■ **Assigned task**
Please output all of the items below, reproducing every line character for character.

───── The records ─────

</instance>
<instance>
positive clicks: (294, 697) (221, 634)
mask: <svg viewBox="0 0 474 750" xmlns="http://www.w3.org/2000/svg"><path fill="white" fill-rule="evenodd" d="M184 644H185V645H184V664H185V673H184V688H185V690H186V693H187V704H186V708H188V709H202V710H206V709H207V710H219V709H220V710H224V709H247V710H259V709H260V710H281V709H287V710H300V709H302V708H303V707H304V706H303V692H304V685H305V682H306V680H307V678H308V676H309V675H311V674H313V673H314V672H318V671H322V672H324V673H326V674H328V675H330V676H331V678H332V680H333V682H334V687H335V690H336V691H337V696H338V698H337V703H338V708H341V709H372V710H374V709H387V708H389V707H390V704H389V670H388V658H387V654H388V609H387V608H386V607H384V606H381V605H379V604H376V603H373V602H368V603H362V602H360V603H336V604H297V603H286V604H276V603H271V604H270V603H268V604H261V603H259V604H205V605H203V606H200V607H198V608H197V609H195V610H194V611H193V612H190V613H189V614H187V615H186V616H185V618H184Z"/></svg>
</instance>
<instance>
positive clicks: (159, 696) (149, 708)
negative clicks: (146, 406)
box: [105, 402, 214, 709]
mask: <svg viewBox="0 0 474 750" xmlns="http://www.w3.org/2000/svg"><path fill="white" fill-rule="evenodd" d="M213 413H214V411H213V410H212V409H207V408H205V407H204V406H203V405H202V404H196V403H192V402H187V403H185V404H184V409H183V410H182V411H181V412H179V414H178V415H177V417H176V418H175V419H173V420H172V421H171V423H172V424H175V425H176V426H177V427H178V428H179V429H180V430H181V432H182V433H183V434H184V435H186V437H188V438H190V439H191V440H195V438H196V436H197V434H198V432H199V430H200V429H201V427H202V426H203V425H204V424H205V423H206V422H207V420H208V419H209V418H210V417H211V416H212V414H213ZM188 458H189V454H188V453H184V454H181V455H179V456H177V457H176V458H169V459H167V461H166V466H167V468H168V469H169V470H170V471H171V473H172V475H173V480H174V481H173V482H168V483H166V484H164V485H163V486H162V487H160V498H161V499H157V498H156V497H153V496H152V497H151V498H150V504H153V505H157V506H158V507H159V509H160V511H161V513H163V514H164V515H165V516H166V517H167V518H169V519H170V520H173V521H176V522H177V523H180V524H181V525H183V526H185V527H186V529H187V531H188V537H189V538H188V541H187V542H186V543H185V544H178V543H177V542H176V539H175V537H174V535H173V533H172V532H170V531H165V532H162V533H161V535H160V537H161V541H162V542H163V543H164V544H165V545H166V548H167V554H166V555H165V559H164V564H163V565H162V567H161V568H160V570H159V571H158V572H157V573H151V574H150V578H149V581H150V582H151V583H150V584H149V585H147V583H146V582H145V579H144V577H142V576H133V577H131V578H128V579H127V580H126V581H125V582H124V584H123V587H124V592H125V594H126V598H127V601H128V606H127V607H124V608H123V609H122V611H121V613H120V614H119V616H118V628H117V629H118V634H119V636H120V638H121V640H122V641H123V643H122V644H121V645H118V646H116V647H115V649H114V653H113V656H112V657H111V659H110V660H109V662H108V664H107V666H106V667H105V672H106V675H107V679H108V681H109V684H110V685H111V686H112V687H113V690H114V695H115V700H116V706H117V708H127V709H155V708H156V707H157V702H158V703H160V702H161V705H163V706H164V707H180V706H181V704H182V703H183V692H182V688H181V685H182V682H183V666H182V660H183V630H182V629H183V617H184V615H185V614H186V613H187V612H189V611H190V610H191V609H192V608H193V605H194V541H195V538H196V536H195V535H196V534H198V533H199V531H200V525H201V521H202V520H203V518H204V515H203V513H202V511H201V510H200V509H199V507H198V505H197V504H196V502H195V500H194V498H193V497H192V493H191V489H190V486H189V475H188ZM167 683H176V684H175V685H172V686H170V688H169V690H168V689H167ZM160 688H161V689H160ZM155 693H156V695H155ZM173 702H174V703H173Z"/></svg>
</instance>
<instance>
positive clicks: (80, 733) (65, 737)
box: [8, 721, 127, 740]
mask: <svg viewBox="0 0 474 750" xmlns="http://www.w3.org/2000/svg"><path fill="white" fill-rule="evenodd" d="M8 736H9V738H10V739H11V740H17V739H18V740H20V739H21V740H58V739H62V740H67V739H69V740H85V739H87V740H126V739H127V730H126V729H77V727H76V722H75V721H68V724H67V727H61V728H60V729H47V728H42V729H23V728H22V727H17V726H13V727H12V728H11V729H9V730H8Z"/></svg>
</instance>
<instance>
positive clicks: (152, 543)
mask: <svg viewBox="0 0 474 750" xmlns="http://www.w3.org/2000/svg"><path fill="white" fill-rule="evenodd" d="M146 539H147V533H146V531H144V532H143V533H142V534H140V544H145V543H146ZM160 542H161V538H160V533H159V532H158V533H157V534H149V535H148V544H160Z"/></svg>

─────

■ **Answer**
</instance>
<instance>
positive clicks: (294, 697) (221, 634)
mask: <svg viewBox="0 0 474 750" xmlns="http://www.w3.org/2000/svg"><path fill="white" fill-rule="evenodd" d="M184 644H185V645H184V664H185V673H184V688H185V690H186V693H187V704H186V708H188V709H202V710H206V709H207V710H219V709H220V710H224V709H247V710H259V709H260V710H281V709H287V710H300V709H302V708H303V707H304V706H303V692H304V685H305V682H306V680H307V678H308V676H309V675H311V674H313V673H314V672H318V671H322V672H324V673H326V674H328V675H330V676H331V678H332V680H333V682H334V687H335V690H336V691H337V696H338V698H337V703H338V708H341V709H372V710H374V709H387V708H389V707H390V704H389V670H388V658H387V654H388V609H387V608H386V607H384V606H381V605H379V604H376V603H373V602H368V603H362V602H360V603H336V604H297V603H286V604H276V603H271V604H270V603H268V604H261V603H259V604H205V605H203V606H200V607H198V608H197V609H195V610H194V611H193V612H190V613H189V614H187V615H186V616H185V618H184Z"/></svg>
</instance>
<instance>
positive clicks: (159, 696) (149, 708)
negative clicks: (146, 406)
box: [105, 402, 214, 709]
mask: <svg viewBox="0 0 474 750" xmlns="http://www.w3.org/2000/svg"><path fill="white" fill-rule="evenodd" d="M213 413H214V411H213V410H212V409H207V408H205V407H204V406H203V405H202V404H196V403H192V402H187V403H185V404H184V409H183V410H182V411H181V412H179V414H178V415H177V417H176V418H175V419H173V420H172V421H171V423H172V424H175V425H176V426H177V427H178V428H179V429H180V430H181V432H182V433H183V434H184V435H186V437H188V438H190V439H191V440H195V438H196V436H197V434H198V432H199V430H200V429H201V427H202V426H203V425H204V424H205V423H206V422H207V420H208V419H209V418H210V417H211V416H212V414H213ZM188 458H189V454H188V453H184V454H181V455H179V456H177V457H176V458H169V459H167V461H166V466H167V468H168V469H169V470H170V471H171V473H172V475H173V480H174V481H173V482H168V483H166V484H164V485H163V486H162V487H160V498H161V499H157V498H156V497H153V496H152V497H151V498H150V504H153V505H157V506H158V507H159V509H160V511H161V513H163V514H164V515H165V516H166V517H167V518H169V519H170V520H173V521H176V522H177V523H180V524H181V525H183V526H185V527H186V529H187V531H188V537H189V538H188V541H187V542H186V543H185V544H178V543H177V542H176V539H175V537H174V535H173V533H172V532H170V531H165V532H162V533H161V535H160V537H161V541H162V542H163V543H164V544H165V545H166V548H167V554H166V555H165V559H164V564H163V565H162V567H161V568H160V570H159V571H158V572H157V573H151V574H150V578H149V581H150V582H151V583H150V584H149V585H147V583H146V582H145V579H144V577H142V576H133V577H131V578H128V579H127V580H126V581H125V582H124V584H123V587H124V592H125V594H126V598H127V601H128V606H127V607H124V608H123V609H122V611H121V613H120V614H119V616H118V628H117V629H118V634H119V636H120V638H121V640H122V641H123V643H122V644H121V645H118V646H116V647H115V649H114V653H113V656H112V657H111V659H110V660H109V662H108V664H107V666H106V667H105V672H106V675H107V679H108V681H109V684H110V685H111V686H112V687H113V690H114V695H115V700H116V706H117V708H127V709H155V708H156V707H157V702H158V703H160V702H161V705H163V706H164V707H180V706H181V704H182V703H183V692H182V688H181V685H182V682H183V666H182V660H183V630H182V629H183V617H184V615H185V614H186V613H187V612H189V611H190V610H191V609H192V608H193V605H194V541H195V538H196V536H195V535H196V534H198V533H199V531H200V525H201V521H202V520H203V518H204V515H203V513H202V511H201V510H200V509H199V507H198V505H197V504H196V502H195V500H194V498H193V497H192V493H191V489H190V486H189V475H188ZM167 683H176V684H175V685H172V686H170V688H169V690H168V689H167ZM160 688H161V689H160ZM155 693H156V695H155ZM173 702H174V703H173Z"/></svg>
</instance>
<instance>
positive clicks: (80, 733) (65, 737)
box: [8, 721, 127, 740]
mask: <svg viewBox="0 0 474 750" xmlns="http://www.w3.org/2000/svg"><path fill="white" fill-rule="evenodd" d="M8 736H9V738H10V739H11V740H17V739H18V740H20V739H21V740H58V739H62V740H67V739H69V740H85V739H87V740H126V739H127V730H126V729H77V727H76V722H75V721H68V724H67V727H61V728H60V729H47V728H42V729H23V728H22V727H17V726H13V727H12V728H11V729H9V730H8Z"/></svg>
</instance>
<instance>
positive clicks: (152, 543)
mask: <svg viewBox="0 0 474 750" xmlns="http://www.w3.org/2000/svg"><path fill="white" fill-rule="evenodd" d="M146 539H147V533H146V531H144V532H143V533H142V534H140V544H145V543H146ZM160 542H161V538H160V533H159V532H158V533H157V534H149V535H148V544H160Z"/></svg>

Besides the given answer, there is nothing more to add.